- [EXERCISE INSTRUCTIONS] Find each line in the entries below that contains the word "beret", and copy those lines.
══ SUPPLIED DATA
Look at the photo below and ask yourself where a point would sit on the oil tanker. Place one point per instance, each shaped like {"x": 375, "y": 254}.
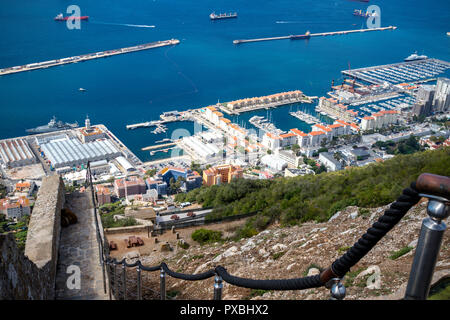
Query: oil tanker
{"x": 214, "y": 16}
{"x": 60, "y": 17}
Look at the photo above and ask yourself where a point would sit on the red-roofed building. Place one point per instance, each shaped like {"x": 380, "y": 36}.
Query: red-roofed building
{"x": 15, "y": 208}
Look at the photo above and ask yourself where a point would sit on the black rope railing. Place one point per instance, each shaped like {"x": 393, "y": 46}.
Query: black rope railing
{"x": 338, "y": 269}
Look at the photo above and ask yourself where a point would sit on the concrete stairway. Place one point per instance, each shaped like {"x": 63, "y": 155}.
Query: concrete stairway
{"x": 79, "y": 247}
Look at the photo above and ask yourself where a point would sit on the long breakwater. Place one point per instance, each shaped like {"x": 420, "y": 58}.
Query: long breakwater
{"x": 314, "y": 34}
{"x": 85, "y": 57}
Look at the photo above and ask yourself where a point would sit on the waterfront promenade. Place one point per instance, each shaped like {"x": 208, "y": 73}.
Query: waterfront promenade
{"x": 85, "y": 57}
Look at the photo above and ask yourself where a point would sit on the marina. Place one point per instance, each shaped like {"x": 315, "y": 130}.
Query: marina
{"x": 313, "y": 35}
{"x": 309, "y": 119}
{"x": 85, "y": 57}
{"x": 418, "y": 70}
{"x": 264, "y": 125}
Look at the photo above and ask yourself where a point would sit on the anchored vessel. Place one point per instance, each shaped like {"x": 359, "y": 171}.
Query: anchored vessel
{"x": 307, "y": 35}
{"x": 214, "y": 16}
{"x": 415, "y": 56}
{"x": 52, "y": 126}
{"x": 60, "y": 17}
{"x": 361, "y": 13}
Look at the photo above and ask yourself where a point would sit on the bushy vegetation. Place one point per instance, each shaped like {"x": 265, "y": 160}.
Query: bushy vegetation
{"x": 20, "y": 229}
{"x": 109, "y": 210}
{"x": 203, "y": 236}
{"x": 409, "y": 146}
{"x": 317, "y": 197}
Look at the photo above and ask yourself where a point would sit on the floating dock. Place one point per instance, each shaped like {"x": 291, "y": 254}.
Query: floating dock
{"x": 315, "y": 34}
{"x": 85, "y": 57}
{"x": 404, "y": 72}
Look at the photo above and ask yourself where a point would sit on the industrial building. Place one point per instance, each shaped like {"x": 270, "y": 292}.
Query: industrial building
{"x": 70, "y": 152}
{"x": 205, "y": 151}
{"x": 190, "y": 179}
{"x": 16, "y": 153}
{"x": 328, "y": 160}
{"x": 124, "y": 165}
════
══ SUPPLIED DATA
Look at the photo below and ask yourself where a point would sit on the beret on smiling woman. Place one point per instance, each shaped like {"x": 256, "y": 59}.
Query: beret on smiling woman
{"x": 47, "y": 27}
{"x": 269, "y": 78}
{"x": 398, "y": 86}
════
══ SUPPLIED DATA
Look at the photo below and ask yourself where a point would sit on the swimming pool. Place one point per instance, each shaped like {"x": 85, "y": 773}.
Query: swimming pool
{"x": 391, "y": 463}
════
- [CORRECT RESULT]
Look at the photo below and ask yourself where a point would sit on the beret on smiling woman. Place one point per instance, each shaped like {"x": 256, "y": 59}.
Query: beret on smiling woman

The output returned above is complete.